▸ Task prompt
Please count the lines in the records below that contain the word "black", and reply with the number alone.
━━━━━━━━
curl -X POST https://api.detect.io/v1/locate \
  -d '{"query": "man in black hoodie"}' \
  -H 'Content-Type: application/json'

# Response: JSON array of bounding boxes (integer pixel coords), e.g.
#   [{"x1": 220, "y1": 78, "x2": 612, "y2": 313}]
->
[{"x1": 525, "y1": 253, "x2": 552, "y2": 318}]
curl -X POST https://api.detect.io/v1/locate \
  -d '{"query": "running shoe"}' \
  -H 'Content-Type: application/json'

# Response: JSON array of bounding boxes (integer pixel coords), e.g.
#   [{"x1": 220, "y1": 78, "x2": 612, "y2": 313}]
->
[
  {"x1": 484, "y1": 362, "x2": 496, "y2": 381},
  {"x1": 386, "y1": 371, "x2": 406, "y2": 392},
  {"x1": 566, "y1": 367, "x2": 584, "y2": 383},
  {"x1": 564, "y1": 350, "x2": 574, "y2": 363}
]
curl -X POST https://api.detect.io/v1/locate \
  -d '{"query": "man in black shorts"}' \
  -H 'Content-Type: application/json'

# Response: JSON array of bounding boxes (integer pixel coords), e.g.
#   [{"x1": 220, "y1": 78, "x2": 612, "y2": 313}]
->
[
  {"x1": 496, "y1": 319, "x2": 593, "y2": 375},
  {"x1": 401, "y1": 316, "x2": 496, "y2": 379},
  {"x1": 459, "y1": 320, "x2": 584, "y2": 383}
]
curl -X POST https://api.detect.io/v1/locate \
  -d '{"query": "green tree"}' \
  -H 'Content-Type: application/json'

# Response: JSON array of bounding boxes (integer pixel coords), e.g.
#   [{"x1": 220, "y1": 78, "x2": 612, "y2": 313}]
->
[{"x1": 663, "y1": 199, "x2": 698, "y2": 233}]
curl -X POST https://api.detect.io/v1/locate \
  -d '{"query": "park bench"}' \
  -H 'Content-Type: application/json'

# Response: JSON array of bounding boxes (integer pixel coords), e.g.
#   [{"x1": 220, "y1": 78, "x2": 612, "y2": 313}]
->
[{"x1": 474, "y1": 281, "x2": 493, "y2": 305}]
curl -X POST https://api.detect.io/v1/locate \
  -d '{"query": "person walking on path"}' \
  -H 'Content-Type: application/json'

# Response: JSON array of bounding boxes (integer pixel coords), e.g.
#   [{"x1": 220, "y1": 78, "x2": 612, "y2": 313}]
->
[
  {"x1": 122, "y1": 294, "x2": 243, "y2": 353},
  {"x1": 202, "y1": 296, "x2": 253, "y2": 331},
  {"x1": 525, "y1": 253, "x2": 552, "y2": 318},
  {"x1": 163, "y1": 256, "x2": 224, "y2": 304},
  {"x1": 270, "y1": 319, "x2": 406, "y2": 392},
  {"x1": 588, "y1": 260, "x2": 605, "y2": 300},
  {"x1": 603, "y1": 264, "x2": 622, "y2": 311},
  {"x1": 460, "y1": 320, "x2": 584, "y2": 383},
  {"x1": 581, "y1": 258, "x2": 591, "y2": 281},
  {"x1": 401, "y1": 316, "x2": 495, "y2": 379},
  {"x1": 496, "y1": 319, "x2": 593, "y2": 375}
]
━━━━━━━━
▸ Problem solution
2